Named object pointing entries:
--------------------

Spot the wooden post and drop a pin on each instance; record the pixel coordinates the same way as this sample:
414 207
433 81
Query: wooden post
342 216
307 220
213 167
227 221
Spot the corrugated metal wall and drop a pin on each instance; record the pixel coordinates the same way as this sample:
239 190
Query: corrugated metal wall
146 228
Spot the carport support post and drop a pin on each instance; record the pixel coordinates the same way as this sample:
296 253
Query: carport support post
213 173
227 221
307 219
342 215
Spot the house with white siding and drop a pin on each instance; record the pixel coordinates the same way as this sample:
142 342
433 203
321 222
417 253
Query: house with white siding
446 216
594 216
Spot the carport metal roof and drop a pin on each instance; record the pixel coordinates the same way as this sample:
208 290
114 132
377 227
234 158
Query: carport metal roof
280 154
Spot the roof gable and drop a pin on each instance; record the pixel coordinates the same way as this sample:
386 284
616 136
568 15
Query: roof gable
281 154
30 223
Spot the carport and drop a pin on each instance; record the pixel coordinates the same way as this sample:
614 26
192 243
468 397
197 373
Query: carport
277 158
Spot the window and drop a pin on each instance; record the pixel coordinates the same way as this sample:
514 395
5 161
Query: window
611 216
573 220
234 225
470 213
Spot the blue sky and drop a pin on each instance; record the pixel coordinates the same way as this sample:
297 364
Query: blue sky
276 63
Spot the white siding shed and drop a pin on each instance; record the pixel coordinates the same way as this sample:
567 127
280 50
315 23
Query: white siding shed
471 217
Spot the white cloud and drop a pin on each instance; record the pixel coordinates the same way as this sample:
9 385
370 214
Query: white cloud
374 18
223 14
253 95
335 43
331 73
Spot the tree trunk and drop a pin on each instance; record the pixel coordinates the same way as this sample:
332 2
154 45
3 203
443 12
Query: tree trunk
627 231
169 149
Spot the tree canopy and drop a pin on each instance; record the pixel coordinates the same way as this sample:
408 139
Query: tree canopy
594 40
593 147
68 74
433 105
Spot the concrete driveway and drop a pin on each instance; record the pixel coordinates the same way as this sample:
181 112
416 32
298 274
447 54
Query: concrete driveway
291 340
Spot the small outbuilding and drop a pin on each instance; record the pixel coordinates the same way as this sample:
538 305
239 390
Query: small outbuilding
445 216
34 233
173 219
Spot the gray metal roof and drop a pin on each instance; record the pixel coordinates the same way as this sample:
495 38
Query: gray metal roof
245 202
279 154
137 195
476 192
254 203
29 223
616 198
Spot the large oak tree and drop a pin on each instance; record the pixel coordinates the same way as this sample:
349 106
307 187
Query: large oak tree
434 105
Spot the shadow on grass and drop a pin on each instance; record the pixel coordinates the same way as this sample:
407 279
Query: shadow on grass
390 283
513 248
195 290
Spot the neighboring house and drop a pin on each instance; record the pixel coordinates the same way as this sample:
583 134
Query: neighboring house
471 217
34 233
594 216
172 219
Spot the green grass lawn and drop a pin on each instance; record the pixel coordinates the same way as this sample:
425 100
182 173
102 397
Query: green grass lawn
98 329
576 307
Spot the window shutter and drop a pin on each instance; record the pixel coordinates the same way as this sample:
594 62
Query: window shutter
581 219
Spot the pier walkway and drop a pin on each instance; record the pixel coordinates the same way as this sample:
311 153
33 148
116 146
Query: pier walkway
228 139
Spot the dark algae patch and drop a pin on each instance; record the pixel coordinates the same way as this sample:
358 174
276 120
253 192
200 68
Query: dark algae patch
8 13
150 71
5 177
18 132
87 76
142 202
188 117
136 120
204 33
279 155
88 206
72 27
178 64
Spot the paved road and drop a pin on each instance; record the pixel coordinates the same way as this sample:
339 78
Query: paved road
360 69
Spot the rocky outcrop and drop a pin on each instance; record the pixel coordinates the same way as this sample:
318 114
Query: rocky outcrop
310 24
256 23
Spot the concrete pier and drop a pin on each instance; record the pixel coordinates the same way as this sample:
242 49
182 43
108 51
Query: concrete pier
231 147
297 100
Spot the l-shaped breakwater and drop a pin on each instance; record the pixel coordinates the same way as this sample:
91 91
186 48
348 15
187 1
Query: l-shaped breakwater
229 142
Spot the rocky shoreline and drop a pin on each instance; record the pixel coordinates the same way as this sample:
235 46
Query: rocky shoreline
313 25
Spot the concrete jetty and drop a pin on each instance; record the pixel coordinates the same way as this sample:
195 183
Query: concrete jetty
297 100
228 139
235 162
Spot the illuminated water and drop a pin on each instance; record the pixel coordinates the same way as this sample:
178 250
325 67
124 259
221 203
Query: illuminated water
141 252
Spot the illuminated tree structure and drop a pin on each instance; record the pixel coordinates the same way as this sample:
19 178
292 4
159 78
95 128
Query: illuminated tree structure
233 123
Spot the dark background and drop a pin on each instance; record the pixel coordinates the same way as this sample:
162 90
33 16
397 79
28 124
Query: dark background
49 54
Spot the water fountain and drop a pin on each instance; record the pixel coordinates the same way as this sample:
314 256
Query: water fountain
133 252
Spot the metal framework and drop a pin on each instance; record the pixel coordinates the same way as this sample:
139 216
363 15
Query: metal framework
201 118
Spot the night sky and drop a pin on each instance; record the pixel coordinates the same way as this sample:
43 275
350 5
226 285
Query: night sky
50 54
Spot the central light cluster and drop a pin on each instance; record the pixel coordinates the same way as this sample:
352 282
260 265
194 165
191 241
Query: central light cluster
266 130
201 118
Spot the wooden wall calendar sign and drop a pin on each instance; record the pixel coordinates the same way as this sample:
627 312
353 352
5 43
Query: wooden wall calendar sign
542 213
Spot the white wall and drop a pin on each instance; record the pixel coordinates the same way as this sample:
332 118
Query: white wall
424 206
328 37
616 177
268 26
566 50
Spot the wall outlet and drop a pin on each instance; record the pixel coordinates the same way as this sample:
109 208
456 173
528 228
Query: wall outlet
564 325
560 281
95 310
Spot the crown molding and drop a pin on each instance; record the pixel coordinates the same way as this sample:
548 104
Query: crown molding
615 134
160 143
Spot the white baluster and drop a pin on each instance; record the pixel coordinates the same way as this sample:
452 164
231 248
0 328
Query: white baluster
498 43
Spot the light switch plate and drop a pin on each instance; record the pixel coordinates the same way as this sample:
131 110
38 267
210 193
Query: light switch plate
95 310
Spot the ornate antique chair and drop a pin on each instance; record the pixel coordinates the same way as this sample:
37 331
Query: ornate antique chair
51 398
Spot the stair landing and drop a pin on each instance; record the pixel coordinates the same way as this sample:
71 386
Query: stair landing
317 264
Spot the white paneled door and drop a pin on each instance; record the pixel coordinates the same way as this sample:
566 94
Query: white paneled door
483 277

--------------------

*WHAT YOU HAVE TO DO*:
Find the line with "Spot the wall" in the listing above, then write out that line and each remaining line exactly, with no other text.

*RESPONSE*:
Spot the wall outlet and drop a pin on each instance; record the pixel coordinates the same way as this sample:
109 208
456 173
528 228
Query: wall outlet
564 325
560 281
95 310
Spot the crown molding and drop a pin on each instance; record the pixel coordinates the same way as this sample:
548 104
Query: crown molding
615 134
160 143
Spot the white baluster and drop a pin on each instance; record the pixel coordinates the same way as this sample:
452 164
231 248
0 328
Query: white baluster
498 43
Spot the light switch plate and drop a pin on each instance; record the pixel coordinates the same way as this sample:
131 110
38 267
210 193
Query: light switch plate
95 310
Spot the ornate antique chair and drop a pin on each instance; record the pixel coordinates the same way as this sample:
37 331
Query: ornate antique chair
51 398
Spot the stair landing and drop a pin on each instance; record the pixel coordinates the same way as this sample:
71 386
Query: stair landing
317 264
Spot the white paneled door and drop a pin on each instance; record the pixel coordinates the same way as this sample:
566 94
Query: white paneled door
483 277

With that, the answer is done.